● **Problem A**: Please list every line in the listing that contains the string "garlic", treating uppercase and lowercase letters as different.

** START Text block **

To implement an EOT in Australia, business owners will need to seek the assistance of qualified business advisors – lawyers and accountants – for setting up the trust structure correctly. Since every business is unique, advisers will conduct a thorough review of a company and its circumstances, while taking into account what its owners and employees want to achieve in the medium-to-long term. The advice required will include not only legal, finance and tax, but those key ‘people issues’ like workplace culture and staff engagement.
It is important also to distinguish EOT’s (Employee Ownership Trusts) from ESOP’s (Employee Share Ownership Plans) as the latter – while also based on a ‘trust’ structure – actually allocates shares to employees via the trust, whereas in the EOT, all the shares allocated to it remain ‘collectively held’ within it.
See more details on this below.
What are the benefits of EOT’s?
- The EOT serves to ensure the company’s permanent commitment to its mission
- The EOT benefits its employees by creating high-quality jobs and through sharing in the economic and social gains that it makes.
- EOT’s create a mandate for employees to participate in its governance.
- EOT’s embed the benefits of employee voice and wealth building.
- Most EOT’s specify the process by which annual profits are distributed to employees.
- Employees can receive an annual cash benefit in an EOT – they do not have to wait until they depart from the company or when it is sold, as is the case with an ESOP – and those benefits can start flowing immediately if the company has the available cash flow.
- EOT’s claim that it is cheaper and simpler to administer – and that it provides more operating flexibility – than either an ESOP or a worker cooperative.
- In its simplest form, the EOT structure can serve smaller-sized companies that want to avoid the ongoing costs of an ESOP transaction, though the model can also fit much larger entities.
- In addition, EOTs don’t have the same need for ongoing cash flow and capital planning that ESOPs require to meet their share repurchasing obligations, since shares are allocated to the trust and not to individual employee accounts.
- EOTs can have the option to provide benefits to other stakeholders (e.g. suppliers or contractors) in addition to full-time employees, and to list additional purposes in their trust documents.
- EOTs contribute to maintaining control of the company against a potential takeover and may therefore act against increased corporate consolidation and the associated negative effect on worker wages and community wealth.
- The EOT ‘asset lock’ therefore ensures that the company will be operated by and for the employees in perpetuity.
Why consider EOT over ESOP
- It can bring employees into ownership without the complications/complexities of administering share allocations to them
- It is lower in cost to implement and administer and it avoids the repurchase liability on employee shares
- It can maintain flexibility to invest company cash into other priorities
- It meets the desire to maintain independence, with no need to entertain acquisition offers
- There can be flexibility in how governance and economic rewards are allocated
- It avoids the ‘haves and have-nots’ problem
- It is easier for employees to understand
- It can meet the compensation needs of a diverse workforce (age, length of service etc)
- In relation to company size, it is well suited to smaller businesses – those with less than 15 employees and less than $2 million in turnover.
EOT’s and the Environment
EOT’s are more likely to be implementing positive environmental objectives than other forms of business.

** END Text block **
** START Rows **

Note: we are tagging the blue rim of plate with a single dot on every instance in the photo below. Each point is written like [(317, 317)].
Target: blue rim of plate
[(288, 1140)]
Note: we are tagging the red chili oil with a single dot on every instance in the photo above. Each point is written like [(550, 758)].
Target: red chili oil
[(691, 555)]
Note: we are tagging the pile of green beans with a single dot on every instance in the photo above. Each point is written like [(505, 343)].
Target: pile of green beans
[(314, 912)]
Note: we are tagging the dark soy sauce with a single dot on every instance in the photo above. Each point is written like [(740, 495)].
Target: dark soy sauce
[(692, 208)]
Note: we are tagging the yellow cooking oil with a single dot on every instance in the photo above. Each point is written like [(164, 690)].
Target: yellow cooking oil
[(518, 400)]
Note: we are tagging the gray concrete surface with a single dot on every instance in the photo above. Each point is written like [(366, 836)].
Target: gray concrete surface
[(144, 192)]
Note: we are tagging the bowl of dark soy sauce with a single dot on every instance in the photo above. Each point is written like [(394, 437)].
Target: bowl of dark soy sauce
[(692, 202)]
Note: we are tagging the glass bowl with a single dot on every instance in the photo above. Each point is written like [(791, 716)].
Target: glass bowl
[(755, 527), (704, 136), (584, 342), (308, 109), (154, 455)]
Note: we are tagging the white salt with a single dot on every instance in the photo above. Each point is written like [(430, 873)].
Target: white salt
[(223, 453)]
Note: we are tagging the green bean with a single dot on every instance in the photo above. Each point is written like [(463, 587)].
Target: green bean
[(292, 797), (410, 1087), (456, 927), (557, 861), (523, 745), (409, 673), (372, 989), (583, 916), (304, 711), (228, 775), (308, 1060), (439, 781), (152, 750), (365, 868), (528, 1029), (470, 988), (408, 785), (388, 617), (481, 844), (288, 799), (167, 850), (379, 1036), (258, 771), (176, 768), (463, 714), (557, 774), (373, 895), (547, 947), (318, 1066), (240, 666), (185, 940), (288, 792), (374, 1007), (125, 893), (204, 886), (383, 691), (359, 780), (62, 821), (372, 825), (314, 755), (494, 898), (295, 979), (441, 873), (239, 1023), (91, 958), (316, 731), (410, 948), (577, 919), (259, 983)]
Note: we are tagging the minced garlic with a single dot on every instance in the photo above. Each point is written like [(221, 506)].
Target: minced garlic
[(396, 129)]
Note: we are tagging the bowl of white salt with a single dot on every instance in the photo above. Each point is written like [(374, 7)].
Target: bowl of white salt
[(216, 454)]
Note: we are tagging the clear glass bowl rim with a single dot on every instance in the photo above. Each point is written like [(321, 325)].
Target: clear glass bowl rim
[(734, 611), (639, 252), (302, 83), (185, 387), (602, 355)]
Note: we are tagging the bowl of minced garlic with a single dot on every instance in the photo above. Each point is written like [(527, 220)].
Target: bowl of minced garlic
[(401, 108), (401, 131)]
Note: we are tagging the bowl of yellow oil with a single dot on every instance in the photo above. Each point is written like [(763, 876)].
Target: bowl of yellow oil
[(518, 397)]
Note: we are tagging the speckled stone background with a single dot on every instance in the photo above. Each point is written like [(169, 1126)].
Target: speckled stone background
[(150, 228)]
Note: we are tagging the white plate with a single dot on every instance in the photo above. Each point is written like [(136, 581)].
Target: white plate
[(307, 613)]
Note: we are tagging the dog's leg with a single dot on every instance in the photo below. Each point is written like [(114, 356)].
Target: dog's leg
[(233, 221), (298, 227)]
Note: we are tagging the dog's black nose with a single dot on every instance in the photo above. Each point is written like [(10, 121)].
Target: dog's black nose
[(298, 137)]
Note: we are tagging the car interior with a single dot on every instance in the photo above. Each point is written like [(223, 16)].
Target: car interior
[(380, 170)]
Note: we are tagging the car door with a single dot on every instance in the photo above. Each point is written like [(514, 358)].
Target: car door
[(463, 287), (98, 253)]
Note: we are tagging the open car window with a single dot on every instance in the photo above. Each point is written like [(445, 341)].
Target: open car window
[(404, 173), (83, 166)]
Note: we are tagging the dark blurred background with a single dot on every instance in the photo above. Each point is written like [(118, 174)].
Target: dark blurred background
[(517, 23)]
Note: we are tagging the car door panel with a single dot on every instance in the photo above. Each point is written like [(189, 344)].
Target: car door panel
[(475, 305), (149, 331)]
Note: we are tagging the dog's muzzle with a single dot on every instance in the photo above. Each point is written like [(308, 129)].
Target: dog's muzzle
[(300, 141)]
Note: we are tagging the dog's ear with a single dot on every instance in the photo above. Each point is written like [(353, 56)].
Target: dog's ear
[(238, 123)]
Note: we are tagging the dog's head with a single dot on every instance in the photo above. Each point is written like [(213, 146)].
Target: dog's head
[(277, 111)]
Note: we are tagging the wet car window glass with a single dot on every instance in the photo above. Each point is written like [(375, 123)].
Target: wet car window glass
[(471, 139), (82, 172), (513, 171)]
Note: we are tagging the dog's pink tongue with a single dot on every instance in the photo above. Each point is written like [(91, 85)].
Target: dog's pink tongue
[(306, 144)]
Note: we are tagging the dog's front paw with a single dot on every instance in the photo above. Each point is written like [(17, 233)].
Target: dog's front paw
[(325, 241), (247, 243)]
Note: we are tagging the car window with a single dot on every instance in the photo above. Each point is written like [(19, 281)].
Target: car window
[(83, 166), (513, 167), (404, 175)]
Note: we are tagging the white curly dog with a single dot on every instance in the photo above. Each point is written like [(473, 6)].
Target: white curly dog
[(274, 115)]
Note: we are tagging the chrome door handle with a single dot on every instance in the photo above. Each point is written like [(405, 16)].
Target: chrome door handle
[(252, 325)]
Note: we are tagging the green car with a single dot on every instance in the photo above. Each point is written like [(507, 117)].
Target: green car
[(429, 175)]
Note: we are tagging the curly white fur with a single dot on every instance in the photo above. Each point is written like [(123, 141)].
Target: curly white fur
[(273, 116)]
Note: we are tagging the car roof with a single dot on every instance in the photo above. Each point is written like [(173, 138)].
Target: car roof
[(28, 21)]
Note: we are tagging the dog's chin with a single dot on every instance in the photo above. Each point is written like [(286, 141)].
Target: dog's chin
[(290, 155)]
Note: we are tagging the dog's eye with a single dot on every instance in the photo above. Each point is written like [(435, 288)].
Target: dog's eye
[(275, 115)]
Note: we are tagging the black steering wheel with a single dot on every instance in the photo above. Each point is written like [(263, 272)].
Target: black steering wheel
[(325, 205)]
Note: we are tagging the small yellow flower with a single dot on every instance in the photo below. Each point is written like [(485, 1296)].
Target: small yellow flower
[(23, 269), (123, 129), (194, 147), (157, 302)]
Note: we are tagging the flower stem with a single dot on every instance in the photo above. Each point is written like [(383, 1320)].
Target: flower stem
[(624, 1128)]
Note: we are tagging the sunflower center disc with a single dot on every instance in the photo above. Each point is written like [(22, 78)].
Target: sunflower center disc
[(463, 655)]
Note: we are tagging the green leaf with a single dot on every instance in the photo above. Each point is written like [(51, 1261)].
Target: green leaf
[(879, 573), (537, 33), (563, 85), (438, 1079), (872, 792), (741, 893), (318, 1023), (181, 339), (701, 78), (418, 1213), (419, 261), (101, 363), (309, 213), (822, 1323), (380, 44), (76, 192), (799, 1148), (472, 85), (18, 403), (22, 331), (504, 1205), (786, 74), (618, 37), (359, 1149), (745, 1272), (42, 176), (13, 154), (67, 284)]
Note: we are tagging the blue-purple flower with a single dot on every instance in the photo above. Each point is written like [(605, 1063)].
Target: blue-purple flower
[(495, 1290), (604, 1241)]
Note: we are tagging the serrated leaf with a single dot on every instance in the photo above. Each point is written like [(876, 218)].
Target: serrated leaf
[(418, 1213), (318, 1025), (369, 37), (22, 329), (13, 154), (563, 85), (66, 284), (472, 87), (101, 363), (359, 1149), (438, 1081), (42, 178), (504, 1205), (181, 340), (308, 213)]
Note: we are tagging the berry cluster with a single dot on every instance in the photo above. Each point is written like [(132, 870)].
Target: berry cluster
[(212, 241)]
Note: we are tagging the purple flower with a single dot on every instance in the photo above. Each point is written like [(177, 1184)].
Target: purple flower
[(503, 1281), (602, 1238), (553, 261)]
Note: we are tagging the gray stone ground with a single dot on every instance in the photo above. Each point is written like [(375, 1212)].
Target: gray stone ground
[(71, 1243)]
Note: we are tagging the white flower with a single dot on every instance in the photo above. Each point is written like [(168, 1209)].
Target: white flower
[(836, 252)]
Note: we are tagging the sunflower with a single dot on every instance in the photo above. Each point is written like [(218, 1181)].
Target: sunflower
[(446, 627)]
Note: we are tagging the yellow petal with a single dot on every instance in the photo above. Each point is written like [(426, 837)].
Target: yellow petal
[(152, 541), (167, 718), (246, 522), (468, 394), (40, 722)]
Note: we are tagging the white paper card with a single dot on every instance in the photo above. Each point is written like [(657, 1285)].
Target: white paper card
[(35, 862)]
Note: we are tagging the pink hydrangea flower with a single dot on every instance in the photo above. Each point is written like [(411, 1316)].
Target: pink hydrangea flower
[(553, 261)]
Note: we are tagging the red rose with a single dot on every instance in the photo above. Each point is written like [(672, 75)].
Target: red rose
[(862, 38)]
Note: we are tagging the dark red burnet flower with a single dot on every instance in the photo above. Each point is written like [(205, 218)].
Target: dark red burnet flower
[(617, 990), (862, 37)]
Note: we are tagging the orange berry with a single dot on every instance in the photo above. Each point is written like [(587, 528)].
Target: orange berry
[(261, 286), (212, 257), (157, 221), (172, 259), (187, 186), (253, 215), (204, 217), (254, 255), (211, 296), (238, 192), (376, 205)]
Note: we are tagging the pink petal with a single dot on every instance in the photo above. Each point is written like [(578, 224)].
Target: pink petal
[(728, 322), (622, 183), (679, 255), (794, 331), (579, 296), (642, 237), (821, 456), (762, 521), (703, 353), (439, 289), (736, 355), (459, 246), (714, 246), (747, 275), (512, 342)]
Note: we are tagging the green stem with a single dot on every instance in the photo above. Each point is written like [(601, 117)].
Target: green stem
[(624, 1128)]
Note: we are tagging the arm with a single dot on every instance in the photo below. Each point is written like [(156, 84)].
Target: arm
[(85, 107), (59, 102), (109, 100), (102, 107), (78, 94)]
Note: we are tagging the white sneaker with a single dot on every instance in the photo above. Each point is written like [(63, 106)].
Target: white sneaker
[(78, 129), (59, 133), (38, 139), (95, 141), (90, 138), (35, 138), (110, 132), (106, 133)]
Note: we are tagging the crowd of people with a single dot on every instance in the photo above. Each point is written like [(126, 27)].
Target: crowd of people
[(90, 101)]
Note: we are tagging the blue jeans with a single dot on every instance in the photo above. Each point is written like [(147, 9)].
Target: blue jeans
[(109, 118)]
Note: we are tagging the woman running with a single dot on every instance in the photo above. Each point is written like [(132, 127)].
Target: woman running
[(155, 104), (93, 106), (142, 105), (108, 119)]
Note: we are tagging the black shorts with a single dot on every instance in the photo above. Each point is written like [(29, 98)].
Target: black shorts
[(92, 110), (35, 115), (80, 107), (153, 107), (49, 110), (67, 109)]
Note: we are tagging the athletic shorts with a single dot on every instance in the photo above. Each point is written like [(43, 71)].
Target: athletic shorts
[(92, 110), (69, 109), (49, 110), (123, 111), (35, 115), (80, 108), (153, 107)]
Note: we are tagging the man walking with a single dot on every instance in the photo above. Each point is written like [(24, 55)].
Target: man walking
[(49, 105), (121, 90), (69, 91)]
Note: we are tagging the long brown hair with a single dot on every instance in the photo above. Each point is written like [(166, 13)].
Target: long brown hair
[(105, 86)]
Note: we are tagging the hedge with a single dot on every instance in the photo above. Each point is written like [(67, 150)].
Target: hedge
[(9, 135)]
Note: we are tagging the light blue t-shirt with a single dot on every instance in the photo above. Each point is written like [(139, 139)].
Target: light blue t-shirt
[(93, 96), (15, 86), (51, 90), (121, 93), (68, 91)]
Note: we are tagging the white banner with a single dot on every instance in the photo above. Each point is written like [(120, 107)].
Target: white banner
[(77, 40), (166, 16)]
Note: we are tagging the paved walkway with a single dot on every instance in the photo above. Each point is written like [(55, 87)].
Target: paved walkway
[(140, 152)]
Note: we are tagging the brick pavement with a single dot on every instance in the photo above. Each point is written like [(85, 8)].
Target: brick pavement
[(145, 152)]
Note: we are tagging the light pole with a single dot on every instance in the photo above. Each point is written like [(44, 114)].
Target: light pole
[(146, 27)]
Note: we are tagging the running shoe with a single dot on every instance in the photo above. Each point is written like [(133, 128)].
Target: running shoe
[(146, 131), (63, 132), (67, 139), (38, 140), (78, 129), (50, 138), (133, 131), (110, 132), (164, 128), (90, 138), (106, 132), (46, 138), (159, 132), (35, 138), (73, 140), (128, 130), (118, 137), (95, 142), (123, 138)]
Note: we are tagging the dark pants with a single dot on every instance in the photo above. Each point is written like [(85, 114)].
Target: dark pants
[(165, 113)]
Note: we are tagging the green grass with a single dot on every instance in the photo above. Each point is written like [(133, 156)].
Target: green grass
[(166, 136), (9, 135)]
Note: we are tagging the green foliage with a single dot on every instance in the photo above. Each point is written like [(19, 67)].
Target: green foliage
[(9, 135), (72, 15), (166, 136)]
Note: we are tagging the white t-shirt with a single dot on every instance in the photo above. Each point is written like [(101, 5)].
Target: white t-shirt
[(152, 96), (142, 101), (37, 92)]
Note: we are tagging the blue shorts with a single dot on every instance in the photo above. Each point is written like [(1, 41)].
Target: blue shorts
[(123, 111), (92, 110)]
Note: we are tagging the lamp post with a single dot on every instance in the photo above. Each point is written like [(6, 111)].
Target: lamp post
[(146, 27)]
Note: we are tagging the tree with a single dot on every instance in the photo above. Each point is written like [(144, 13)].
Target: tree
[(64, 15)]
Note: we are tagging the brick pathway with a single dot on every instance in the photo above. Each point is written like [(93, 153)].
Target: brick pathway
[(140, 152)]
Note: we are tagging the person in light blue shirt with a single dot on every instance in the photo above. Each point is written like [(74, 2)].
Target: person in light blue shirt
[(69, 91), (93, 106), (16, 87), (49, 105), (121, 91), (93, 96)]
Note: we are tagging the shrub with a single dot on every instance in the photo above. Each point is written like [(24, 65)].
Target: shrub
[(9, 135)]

** END Rows **

● **Problem B**: In the text on employee ownership trusts, which size of business is an EOT said to suit well?

● **Problem solution A**:
Note: we are tagging the minced garlic with a single dot on every instance in the photo above. Each point is written like [(221, 506)].
Target: minced garlic
Note: we are tagging the bowl of minced garlic with a single dot on every instance in the photo above. Each point is written like [(527, 220)].
Target: bowl of minced garlic

● **Problem solution B**: Smaller businesses, meaning those with fewer than 15 employees and less than $2 million in turnover.